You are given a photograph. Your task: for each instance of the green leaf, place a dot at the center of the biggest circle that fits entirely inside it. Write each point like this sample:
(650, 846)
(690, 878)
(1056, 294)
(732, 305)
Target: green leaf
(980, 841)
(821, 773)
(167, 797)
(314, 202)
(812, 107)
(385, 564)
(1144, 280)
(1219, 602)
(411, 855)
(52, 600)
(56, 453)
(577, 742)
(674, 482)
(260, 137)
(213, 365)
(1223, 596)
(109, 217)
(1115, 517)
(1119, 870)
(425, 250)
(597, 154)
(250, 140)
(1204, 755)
---
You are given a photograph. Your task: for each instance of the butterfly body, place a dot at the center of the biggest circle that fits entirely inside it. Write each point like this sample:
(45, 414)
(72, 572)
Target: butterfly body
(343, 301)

● **DIRECTIONS**
Rewrite the rows from the line containing "of the green" through the line containing "(1115, 517)", changing "green leaf" to "foliage leaf" and leaving everything else unchanged.

● **EXERCISE OUTPUT**
You are given a photograph. Your task: for each instance of the foliage leaf, place a dot at the center of the biggest circle that fits entirely inside it. Write each point like this sample:
(650, 846)
(690, 878)
(1056, 294)
(732, 305)
Target: foliage leaf
(980, 841)
(821, 773)
(167, 797)
(314, 202)
(812, 107)
(385, 564)
(1144, 280)
(1219, 602)
(411, 855)
(52, 600)
(56, 453)
(577, 742)
(674, 482)
(260, 137)
(213, 365)
(1223, 596)
(109, 217)
(1115, 517)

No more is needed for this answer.